>>>>
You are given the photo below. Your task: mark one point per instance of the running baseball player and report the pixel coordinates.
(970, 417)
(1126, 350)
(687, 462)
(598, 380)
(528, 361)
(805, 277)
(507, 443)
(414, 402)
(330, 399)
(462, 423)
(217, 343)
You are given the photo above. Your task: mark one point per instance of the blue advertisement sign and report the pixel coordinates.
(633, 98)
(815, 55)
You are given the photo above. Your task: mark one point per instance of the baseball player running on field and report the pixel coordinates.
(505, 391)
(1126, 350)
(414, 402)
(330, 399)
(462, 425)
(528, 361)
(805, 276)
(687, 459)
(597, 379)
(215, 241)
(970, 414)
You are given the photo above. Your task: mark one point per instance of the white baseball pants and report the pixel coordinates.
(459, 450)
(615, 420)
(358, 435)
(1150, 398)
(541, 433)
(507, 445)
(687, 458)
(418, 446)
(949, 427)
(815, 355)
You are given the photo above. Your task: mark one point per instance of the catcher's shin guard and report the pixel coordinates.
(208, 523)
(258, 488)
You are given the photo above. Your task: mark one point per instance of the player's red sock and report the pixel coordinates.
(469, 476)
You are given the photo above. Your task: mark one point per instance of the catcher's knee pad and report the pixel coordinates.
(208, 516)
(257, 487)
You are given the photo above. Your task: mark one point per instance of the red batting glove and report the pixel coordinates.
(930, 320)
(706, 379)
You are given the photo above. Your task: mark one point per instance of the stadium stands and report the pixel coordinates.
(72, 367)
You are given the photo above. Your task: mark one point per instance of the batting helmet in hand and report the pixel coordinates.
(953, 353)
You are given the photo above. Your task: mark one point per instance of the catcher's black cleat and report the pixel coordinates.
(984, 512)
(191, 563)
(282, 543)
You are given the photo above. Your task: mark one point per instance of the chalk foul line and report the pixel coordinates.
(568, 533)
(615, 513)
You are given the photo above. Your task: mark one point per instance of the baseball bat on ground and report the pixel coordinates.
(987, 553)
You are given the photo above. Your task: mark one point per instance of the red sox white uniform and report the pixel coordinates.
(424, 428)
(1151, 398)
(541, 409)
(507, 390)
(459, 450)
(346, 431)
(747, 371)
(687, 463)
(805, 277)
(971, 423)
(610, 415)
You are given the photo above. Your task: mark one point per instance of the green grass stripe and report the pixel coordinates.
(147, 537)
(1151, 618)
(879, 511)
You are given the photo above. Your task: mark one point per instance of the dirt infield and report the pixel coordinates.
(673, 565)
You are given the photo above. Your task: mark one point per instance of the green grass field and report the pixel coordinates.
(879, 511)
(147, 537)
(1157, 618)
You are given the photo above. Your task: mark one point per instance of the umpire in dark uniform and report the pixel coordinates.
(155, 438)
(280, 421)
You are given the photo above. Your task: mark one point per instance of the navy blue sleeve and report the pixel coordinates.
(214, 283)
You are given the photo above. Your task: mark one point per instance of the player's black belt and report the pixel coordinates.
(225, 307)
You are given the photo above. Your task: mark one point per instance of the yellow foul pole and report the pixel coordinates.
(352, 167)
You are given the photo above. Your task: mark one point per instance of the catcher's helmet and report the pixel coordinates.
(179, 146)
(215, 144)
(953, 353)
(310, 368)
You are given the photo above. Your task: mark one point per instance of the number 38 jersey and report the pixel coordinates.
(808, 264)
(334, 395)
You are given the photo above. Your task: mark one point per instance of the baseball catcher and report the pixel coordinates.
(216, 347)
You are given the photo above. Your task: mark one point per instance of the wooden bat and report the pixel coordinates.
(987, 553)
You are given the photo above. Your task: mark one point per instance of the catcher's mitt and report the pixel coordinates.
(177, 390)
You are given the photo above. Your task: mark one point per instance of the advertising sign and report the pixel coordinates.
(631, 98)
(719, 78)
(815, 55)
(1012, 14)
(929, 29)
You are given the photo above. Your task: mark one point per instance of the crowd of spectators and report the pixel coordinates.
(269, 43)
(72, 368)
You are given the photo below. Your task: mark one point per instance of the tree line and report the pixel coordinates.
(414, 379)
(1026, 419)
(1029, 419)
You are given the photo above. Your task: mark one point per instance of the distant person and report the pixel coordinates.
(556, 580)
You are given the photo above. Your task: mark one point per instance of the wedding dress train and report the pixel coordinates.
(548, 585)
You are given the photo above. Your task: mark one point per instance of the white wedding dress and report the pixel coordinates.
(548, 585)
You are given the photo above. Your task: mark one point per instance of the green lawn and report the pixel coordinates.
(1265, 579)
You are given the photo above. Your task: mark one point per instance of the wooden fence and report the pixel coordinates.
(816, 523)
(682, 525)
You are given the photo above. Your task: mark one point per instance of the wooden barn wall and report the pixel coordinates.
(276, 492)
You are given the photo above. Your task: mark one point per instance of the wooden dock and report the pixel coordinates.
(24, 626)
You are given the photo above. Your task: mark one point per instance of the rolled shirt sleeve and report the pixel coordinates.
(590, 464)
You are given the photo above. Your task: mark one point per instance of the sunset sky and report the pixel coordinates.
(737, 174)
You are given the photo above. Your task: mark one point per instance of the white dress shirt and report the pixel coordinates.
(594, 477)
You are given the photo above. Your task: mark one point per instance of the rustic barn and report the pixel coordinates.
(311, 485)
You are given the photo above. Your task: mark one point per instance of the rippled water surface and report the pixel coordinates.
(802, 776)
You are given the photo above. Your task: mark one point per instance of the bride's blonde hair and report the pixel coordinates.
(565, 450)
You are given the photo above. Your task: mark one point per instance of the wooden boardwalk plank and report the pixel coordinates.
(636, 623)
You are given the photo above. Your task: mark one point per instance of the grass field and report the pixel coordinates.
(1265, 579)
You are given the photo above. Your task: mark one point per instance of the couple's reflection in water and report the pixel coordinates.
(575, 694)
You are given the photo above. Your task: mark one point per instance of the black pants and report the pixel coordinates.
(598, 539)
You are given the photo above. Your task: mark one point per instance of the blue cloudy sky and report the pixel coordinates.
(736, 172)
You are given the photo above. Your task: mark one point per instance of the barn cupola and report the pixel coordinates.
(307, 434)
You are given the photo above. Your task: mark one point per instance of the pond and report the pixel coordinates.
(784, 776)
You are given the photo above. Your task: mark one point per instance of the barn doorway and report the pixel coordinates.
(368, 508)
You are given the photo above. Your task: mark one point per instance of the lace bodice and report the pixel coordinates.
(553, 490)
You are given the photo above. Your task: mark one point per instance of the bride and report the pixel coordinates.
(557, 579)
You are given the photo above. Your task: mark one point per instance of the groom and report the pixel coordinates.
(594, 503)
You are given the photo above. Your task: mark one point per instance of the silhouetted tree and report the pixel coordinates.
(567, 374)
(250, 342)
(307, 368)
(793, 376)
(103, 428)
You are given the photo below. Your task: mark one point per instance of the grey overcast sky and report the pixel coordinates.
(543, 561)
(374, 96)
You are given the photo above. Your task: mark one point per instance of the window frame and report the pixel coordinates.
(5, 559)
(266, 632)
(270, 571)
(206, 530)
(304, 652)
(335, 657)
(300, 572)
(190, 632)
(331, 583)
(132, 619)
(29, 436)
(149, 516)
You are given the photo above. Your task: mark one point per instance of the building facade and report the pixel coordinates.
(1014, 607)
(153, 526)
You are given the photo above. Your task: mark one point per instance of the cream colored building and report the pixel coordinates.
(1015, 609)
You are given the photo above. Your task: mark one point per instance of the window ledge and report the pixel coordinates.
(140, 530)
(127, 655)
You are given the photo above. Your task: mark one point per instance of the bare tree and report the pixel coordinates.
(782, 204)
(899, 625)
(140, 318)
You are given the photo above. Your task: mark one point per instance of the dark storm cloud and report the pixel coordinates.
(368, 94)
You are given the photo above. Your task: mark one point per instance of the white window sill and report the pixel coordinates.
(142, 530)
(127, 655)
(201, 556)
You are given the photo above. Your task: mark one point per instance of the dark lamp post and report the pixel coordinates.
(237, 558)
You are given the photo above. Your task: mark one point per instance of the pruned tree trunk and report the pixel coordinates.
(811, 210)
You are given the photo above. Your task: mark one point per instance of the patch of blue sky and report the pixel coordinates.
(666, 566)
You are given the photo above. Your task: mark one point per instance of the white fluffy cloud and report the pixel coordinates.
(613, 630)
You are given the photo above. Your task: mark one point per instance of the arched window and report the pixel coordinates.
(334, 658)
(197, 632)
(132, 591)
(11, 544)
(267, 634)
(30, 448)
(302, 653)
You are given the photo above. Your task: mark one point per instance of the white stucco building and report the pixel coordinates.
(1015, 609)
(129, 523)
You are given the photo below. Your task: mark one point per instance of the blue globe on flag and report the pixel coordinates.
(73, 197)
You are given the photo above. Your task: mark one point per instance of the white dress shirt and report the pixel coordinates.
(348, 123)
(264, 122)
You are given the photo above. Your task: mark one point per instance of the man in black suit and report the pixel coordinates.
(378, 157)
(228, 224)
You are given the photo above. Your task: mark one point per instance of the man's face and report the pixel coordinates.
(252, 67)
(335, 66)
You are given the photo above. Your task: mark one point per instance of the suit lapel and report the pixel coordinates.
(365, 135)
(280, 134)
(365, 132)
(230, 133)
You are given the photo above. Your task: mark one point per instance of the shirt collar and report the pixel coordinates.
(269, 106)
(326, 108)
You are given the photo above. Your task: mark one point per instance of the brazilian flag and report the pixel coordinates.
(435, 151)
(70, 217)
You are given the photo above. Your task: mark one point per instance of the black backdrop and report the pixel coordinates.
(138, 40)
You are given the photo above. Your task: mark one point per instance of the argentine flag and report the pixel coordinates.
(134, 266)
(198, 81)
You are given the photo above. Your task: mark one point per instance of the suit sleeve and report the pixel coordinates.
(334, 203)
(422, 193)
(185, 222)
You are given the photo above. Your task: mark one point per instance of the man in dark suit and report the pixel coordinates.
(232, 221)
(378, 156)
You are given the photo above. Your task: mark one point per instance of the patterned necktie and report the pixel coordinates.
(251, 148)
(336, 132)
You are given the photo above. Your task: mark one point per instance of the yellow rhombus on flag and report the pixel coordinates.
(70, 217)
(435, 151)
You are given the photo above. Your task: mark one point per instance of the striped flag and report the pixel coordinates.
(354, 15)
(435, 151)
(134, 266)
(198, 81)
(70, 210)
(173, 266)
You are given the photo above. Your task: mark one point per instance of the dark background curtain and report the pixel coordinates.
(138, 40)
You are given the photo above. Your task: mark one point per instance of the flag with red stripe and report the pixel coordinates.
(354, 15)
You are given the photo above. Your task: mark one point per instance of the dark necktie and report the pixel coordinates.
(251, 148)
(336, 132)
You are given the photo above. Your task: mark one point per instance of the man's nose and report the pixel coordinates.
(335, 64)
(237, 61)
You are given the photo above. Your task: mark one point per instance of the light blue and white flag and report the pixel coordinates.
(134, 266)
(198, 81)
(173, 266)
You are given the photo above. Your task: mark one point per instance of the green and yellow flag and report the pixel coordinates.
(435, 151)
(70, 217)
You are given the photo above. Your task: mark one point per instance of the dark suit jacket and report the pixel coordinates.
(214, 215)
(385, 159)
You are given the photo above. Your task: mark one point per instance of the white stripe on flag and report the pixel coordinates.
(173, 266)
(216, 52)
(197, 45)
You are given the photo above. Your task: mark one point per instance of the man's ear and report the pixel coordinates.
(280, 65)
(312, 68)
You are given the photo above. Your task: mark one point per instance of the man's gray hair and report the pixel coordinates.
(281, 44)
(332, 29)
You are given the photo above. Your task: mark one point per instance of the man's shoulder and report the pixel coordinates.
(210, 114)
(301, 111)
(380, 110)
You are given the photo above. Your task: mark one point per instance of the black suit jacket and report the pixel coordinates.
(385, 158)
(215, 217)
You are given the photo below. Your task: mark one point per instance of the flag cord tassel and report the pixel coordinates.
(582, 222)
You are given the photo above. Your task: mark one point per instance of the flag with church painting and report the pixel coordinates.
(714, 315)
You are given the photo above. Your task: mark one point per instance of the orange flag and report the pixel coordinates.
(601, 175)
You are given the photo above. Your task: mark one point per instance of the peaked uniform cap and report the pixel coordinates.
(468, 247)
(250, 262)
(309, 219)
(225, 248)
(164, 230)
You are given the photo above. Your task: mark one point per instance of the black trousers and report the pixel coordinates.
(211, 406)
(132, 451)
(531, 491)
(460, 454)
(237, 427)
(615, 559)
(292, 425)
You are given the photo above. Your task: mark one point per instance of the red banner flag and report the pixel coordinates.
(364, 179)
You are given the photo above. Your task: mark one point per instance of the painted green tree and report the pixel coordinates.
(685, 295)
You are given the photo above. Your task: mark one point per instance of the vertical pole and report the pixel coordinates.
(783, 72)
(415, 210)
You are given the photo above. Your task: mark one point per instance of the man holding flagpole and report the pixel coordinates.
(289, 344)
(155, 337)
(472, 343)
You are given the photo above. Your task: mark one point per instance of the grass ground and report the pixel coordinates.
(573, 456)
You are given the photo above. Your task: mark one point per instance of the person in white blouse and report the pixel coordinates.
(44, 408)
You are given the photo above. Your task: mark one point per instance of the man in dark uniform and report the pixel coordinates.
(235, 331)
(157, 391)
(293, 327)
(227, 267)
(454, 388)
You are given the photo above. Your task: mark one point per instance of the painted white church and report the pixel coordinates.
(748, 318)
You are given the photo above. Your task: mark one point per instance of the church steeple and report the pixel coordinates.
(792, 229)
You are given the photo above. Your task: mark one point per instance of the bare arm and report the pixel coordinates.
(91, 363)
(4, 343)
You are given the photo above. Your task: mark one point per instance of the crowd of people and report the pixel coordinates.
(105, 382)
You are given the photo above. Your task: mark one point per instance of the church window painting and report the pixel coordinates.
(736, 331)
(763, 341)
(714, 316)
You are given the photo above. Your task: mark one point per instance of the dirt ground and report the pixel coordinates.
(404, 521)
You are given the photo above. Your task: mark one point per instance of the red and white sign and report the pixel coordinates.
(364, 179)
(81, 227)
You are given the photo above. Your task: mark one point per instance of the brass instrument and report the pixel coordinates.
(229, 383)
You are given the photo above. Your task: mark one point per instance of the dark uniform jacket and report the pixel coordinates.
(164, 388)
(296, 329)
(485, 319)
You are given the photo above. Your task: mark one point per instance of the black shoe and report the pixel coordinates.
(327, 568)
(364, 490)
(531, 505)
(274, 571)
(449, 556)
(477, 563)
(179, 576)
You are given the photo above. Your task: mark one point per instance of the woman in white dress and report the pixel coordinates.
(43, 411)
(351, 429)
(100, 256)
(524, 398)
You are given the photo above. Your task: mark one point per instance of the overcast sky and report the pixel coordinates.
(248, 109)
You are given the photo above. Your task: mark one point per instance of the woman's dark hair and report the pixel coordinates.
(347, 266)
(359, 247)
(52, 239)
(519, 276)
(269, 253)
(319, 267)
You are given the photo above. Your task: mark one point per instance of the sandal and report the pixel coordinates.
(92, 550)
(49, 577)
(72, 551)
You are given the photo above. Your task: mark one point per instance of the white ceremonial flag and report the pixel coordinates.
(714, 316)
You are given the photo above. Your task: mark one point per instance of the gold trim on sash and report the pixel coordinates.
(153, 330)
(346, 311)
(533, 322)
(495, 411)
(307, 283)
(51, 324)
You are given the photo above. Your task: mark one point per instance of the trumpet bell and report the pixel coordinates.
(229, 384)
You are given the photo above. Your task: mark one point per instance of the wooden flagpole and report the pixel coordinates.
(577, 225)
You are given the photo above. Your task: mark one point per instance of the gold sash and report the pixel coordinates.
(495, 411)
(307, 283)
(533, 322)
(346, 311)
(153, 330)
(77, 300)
<<<<
Task: Please copy the data word for word, starting at the line that contains "gold sash and report the pixel coordinates." and continuing through the final line of the data.

Written reply:
You are given the photo above. Your task: mark one point per instance of the gold sash and report the pixel coordinates.
(495, 411)
(307, 283)
(533, 322)
(346, 311)
(153, 330)
(77, 300)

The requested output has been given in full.